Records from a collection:
━━━━━━━━━━━━━━━━
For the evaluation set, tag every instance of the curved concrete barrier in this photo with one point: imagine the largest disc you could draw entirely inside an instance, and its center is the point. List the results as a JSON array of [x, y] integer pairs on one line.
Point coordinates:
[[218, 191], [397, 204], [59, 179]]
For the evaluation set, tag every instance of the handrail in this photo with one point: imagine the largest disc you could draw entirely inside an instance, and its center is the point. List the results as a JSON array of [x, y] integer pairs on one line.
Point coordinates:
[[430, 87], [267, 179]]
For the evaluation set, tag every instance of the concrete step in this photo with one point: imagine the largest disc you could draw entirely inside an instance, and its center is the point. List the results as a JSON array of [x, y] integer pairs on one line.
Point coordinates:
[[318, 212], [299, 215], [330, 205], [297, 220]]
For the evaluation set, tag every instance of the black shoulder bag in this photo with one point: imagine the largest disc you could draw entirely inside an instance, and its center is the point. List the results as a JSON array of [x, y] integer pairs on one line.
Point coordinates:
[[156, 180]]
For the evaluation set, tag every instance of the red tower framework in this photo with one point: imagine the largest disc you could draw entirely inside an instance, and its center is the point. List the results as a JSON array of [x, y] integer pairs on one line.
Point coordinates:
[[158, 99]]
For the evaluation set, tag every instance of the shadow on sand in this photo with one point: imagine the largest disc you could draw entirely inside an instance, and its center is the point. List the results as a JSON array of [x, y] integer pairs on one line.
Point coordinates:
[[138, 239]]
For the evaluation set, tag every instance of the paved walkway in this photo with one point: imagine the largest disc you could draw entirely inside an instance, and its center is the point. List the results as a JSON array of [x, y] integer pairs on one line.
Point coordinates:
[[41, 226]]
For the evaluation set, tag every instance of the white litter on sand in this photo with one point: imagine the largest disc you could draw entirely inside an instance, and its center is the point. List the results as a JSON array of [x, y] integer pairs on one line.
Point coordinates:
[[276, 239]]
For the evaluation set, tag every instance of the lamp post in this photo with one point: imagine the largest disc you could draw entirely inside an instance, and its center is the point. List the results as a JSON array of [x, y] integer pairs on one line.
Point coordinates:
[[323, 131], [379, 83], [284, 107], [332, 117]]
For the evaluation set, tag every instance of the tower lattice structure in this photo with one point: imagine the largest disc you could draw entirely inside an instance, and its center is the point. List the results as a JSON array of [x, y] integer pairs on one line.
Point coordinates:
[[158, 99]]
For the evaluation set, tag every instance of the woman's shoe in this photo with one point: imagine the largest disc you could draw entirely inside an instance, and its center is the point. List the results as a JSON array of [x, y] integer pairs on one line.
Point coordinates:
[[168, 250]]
━━━━━━━━━━━━━━━━
Problem requirements: Please output every line of all the items above as a JSON list of strings, one string per line, with blank lines left out.

Solution to this exercise:
[
  "For the evaluation set, tag every instance of the curved concrete barrier in this photo with one point: imagine the largest disc you could draw entirely inside an instance, and its center is the point. List the results as a JSON array of [x, y] integer pairs on one line.",
  "Point coordinates:",
  "[[218, 191], [397, 204], [59, 179]]",
  "For the evaluation set, tag every instance of the handrail in this photo with one point: imagine the largest disc you could draw entirely inside an instance, and its center is the point. List the results as a JSON array of [x, y] integer pairs on one line.",
  "Point coordinates:",
  "[[430, 87], [267, 179]]",
  "For the evaluation set, tag every instance of the concrete step in this photo with one point: imagine the largest disc you could draw entirely inside an instance, and its center is the point. List the results as a JSON array of [x, y] integer pairs on one line.",
  "Point coordinates:",
  "[[318, 212], [299, 215], [330, 205], [297, 220]]",
  "For the evaluation set, tag every instance of the black shoulder bag in this photo with one point: imagine the largest disc you could draw entirely inside an instance, and its center is the point. List the results as a JSON array of [x, y] integer pairs on one line.",
  "Point coordinates:",
  "[[156, 180]]",
  "For the evaluation set, tag every instance of the red tower framework in this photo with one point: imagine the largest disc you could draw entirely inside an instance, and its center is the point. List the results as a JSON array of [x, y] integer pairs on one line.",
  "Point coordinates:",
  "[[158, 99]]",
  "For the evaluation set, tag every instance of the shadow on sand in this photo with one point: imagine the largest disc you could draw entirely inside an instance, and its center is the point. List the results as a JSON array of [x, y] integer pairs on one line.",
  "Point coordinates:",
  "[[138, 239]]",
  "For the evaluation set, tag every instance of the paved walkway in this photo with one point: imagine the largest disc you could draw entirely inside an instance, and its center is the point. List the results as a JSON array of [x, y] integer pairs on one line.",
  "Point coordinates:",
  "[[41, 226]]",
  "For the evaluation set, tag every instance of the white litter on sand in this photo with one point: imagine the largest disc you could draw entirely inside an instance, and its center is the point. List the results as a JSON array of [x, y] integer pairs on one line.",
  "Point coordinates:",
  "[[276, 239]]",
  "For the evaluation set, tag every instance of the lamp post in this photo with one point: imagine the largest disc you could draw entirely inside an instance, and its center is the point. List the results as a JSON array of [x, y] integer pairs on one line.",
  "Point coordinates:",
  "[[323, 131], [379, 83], [284, 107], [332, 117]]",
  "For the evaluation set, tag every instance of the tower lattice structure in this photo with one point: imagine the largest disc you could draw entirely inside an instance, and its center is the point. List the results as a JSON array of [x, y] integer pairs on one line.",
  "Point coordinates:",
  "[[158, 99]]",
  "For the evaluation set, tag every instance of the woman's shoe in this photo with one point: imagine the largest disc you could draw entirely inside an instance, and its center is the point. List the results as a JSON array of [x, y] integer pairs on one line.",
  "Point coordinates:",
  "[[168, 250]]"
]